_Task goal_
Write every line of the material out exactly as shown.

::::::

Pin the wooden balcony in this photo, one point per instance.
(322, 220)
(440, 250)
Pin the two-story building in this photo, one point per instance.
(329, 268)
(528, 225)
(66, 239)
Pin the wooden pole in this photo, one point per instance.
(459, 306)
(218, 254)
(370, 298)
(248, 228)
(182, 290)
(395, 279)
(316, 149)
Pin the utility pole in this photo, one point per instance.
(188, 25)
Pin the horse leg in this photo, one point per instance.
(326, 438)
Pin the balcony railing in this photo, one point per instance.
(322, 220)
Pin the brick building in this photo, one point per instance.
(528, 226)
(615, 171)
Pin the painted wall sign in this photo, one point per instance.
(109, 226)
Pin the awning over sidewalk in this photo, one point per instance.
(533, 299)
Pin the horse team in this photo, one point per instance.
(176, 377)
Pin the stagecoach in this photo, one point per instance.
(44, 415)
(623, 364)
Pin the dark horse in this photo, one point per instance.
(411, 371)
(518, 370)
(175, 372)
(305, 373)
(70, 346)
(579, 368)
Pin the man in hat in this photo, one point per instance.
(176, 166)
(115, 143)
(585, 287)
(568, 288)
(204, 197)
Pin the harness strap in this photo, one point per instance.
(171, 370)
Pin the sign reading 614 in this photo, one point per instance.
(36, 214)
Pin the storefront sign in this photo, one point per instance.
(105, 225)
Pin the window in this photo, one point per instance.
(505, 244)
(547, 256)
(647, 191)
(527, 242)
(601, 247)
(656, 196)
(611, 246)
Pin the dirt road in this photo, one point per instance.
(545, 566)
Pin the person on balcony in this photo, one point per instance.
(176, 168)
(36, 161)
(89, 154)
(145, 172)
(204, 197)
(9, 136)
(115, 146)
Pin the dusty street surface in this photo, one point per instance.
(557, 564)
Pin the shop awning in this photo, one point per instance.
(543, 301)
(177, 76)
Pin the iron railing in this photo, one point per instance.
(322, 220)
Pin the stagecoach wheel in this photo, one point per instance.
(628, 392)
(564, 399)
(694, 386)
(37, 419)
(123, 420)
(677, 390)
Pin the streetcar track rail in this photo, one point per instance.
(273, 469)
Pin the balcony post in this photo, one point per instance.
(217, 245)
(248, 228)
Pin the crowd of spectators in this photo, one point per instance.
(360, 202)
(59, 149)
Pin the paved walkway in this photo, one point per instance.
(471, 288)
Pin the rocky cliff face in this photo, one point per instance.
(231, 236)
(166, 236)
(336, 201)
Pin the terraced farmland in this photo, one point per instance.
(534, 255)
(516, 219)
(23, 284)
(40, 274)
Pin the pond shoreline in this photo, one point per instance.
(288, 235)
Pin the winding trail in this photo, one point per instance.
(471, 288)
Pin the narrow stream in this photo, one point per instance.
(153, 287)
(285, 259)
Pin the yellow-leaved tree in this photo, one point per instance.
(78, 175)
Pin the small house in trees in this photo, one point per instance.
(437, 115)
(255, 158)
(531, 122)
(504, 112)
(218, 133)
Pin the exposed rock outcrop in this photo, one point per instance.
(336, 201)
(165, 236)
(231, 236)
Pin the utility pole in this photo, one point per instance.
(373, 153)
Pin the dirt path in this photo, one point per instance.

::::::

_Full response_
Pin the wooden balcony in this photo, one point per instance.
(322, 220)
(440, 250)
Pin the two-story building in this photo, one point per instance.
(329, 268)
(528, 225)
(66, 239)
Pin the wooden pole in this photo, one point per instance.
(459, 306)
(218, 254)
(370, 298)
(248, 228)
(182, 290)
(395, 279)
(316, 149)
Pin the utility pole in this photo, one point per instance.
(188, 25)
Pin the horse leg in this photo, one point per instance.
(326, 438)
Pin the balcony railing in this photo, one point per instance.
(322, 220)
Pin the brick building in this photo, one point per instance.
(528, 226)
(615, 171)
Pin the painted wall sign in this photo, one point per instance.
(109, 226)
Pin the awning over sidewalk in this photo, one point per instance.
(533, 299)
Pin the horse team in this photo, one point per instance.
(176, 377)
Pin the stagecoach in this photo, one point per instance.
(44, 415)
(623, 364)
Pin the dark horse in this photo, one point per instance.
(411, 371)
(518, 370)
(175, 372)
(305, 373)
(70, 346)
(579, 368)
Pin the man in hat in this photo, one point per instance.
(176, 166)
(115, 143)
(585, 287)
(568, 288)
(204, 197)
Pin the harness strap in this photo, one point per instance.
(171, 370)
Pin the sign reading 614 in this photo, one point per instance.
(36, 214)
Pin the storefront sign in this photo, one point per instance.
(105, 225)
Pin the window in this photo, one point per instance.
(505, 244)
(547, 256)
(647, 191)
(527, 242)
(601, 247)
(656, 196)
(611, 246)
Pin the dirt road in this photo, one point per instance.
(545, 566)
Pin the person on balcony in this photo, one point per instance.
(176, 168)
(36, 161)
(89, 154)
(145, 172)
(204, 197)
(9, 136)
(115, 146)
Pin the dusty street surface in this photo, one point per instance.
(557, 564)
Pin the shop awning in this photo, one point per instance.
(543, 301)
(177, 76)
Pin the iron railing in this photo, one point per instance.
(322, 220)
Pin the stagecoach wheel in this photo, one point per instance.
(628, 392)
(564, 399)
(694, 386)
(37, 419)
(123, 420)
(677, 390)
Pin the streetcar track rail in this photo, one point per instance.
(273, 469)
Pin the balcony post in this photo, one point per instance.
(217, 245)
(248, 228)
Pin the crowd of spectators in this photo, one point per instance.
(360, 202)
(59, 149)
Pin the paved walkway in this photo, one point per instance.
(471, 288)
Pin the rocky cliff face in this photo, one point per instance.
(231, 236)
(166, 236)
(336, 201)
Pin the terraced farmland in this photo, one point per instance.
(534, 255)
(516, 219)
(23, 284)
(40, 274)
Pin the pond shoreline in this photo, one point per instance.
(288, 235)
Pin the winding trail in this photo, one point per instance.
(471, 288)
Pin the narrow stream in this photo, one point per instance.
(153, 287)
(285, 259)
Pin the yellow-leaved tree in this photo, one point per instance.
(78, 175)
Pin the small house in trees in this photo, one point per instance.
(437, 115)
(255, 158)
(531, 122)
(504, 112)
(218, 133)
Pin the exposed rock outcrop in this photo, one point per instance.
(336, 201)
(165, 236)
(231, 236)
Pin the utility pole in this photo, one point per instance.
(373, 153)
Pin the dirt path in this photo, one point per instance.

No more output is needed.